Rewrite the rows from the line holding "Question. The photo above holds the bare" through the end of the records, replacing "Drop a single marker" with "Place one point" wherever it occurs and leaving the rest unchanged.

(Dataset excerpts on object pointing)
- - -
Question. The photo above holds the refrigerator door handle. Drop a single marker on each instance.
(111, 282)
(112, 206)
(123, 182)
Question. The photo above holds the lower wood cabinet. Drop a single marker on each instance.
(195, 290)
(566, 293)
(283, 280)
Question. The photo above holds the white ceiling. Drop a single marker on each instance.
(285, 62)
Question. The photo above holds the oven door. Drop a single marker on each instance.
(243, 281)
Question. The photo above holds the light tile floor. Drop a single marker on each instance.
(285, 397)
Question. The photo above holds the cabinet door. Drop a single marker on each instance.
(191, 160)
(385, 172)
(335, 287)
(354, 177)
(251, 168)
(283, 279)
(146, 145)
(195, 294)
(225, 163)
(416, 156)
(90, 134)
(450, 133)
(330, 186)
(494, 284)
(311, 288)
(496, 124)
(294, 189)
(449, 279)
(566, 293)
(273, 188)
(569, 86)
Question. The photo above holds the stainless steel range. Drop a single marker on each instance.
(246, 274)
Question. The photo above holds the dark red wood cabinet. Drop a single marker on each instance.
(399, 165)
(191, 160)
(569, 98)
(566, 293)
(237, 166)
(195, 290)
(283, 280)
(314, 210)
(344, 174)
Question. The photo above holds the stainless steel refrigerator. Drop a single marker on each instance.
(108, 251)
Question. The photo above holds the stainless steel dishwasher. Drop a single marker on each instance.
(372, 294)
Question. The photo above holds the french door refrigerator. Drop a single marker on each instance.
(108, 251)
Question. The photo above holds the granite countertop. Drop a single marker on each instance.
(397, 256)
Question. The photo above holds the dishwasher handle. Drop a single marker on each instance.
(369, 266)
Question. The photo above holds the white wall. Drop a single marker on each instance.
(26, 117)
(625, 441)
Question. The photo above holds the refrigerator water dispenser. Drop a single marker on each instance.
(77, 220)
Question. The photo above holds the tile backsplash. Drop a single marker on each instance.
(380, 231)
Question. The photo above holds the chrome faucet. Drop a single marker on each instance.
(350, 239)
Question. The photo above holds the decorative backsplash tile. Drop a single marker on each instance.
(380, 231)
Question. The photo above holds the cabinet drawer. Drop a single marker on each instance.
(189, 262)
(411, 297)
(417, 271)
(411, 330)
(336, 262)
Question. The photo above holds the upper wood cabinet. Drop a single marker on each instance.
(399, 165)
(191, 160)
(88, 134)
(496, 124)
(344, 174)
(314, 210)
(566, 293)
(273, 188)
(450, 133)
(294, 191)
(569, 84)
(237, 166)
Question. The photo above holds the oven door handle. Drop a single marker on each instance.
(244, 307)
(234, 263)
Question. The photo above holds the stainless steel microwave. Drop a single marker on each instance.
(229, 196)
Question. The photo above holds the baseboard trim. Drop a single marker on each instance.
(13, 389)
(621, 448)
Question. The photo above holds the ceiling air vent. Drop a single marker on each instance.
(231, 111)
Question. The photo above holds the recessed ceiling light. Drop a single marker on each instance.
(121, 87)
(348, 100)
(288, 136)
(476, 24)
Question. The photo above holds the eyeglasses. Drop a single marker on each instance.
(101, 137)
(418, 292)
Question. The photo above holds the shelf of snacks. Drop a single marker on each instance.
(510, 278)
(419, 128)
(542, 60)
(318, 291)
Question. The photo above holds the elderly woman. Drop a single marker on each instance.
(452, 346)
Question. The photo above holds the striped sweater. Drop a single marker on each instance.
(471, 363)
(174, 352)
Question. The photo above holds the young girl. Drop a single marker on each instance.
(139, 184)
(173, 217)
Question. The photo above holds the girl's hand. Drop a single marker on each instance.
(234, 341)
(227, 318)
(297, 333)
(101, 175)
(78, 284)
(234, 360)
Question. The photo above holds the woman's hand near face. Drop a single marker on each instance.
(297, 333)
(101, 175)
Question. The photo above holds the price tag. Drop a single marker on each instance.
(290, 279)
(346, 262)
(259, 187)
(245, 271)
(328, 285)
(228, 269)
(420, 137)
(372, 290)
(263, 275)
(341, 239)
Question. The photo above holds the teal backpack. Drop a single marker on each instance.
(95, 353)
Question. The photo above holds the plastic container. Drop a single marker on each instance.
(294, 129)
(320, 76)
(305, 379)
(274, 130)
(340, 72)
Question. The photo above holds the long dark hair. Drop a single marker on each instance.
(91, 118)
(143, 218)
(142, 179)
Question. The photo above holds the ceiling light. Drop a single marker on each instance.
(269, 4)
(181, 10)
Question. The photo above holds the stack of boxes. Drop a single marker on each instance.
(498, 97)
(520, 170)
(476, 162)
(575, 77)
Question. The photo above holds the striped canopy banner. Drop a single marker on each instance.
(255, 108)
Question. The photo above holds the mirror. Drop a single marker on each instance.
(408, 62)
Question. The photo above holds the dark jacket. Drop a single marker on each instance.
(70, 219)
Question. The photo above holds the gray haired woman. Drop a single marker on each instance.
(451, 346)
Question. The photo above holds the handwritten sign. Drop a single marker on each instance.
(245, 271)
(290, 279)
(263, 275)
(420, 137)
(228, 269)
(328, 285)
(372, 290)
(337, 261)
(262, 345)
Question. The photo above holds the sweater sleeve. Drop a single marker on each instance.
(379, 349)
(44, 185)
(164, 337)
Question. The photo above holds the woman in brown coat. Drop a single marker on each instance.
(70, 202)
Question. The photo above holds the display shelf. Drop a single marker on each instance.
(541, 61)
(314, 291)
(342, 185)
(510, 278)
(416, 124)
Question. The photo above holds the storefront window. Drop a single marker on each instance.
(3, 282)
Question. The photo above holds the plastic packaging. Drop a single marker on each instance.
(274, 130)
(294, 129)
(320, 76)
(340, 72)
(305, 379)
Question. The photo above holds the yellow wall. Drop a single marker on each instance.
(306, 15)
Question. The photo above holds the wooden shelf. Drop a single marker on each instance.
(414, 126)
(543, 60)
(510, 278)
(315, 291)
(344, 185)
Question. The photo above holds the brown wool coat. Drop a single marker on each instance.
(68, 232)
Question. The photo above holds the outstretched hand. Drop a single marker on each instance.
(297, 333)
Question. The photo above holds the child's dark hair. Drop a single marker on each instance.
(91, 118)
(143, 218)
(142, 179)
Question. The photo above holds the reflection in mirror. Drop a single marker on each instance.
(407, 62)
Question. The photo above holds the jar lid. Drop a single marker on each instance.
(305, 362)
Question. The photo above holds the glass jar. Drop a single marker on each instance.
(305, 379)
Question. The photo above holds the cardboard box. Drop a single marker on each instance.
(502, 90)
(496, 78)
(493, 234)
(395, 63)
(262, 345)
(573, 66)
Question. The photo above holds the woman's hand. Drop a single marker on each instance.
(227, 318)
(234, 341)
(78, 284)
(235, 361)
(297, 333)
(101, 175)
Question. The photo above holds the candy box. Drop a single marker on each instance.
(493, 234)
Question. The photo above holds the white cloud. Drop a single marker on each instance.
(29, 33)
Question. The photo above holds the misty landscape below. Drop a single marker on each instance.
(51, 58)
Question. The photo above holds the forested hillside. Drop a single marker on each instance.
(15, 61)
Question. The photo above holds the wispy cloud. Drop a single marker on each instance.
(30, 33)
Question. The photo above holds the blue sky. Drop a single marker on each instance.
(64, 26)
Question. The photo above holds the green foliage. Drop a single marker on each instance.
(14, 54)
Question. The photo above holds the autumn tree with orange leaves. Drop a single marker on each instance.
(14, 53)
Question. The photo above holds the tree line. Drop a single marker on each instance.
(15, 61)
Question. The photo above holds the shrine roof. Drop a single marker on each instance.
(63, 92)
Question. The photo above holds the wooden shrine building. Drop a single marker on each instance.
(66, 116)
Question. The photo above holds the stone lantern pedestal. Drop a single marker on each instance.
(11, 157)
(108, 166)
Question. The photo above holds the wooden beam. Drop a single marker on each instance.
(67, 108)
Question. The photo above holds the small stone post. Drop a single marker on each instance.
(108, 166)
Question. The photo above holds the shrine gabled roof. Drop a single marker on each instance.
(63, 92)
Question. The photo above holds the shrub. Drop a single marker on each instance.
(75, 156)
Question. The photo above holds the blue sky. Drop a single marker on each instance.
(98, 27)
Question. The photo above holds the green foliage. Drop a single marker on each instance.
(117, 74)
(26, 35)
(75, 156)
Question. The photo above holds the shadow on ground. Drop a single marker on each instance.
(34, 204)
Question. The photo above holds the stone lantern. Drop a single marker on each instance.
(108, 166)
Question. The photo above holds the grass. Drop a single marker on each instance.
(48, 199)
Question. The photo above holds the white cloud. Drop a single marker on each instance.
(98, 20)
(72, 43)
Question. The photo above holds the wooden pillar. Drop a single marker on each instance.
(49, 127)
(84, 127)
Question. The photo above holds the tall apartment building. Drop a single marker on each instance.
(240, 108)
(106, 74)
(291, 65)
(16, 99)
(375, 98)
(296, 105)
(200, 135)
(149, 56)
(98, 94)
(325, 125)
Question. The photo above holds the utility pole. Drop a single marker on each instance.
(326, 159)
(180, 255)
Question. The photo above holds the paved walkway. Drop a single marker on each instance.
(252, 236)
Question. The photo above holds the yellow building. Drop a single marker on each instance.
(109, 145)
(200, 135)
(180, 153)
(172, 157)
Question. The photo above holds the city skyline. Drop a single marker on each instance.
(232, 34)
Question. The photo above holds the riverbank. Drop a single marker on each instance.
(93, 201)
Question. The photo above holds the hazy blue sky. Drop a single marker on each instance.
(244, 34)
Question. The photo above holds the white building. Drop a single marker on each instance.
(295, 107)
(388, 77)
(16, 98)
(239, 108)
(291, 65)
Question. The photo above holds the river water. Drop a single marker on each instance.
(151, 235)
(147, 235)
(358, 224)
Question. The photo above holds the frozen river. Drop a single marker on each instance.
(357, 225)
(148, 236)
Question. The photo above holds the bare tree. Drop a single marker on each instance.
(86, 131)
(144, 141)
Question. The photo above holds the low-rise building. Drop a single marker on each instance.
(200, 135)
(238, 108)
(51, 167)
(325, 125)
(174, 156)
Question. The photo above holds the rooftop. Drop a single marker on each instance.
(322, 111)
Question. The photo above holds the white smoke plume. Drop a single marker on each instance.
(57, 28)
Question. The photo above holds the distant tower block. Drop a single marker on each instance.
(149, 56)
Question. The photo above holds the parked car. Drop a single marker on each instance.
- - -
• [THE ANSWER]:
Question. The photo above holds the bare tree. Place one point on each instance.
(86, 131)
(144, 141)
Question. The photo above holds the low-rise building. Place one point on each instance.
(200, 135)
(238, 108)
(51, 167)
(325, 125)
(174, 156)
Question. The photo above holds the rooftop. Place one point on each instance.
(322, 111)
Question. The photo above holds the white smoke plume. Place one point on each instance.
(57, 28)
Question. The photo above holds the distant tower block. Place one point on each instance.
(149, 56)
Question. The photo above holds the parked car. Place one point on each instance.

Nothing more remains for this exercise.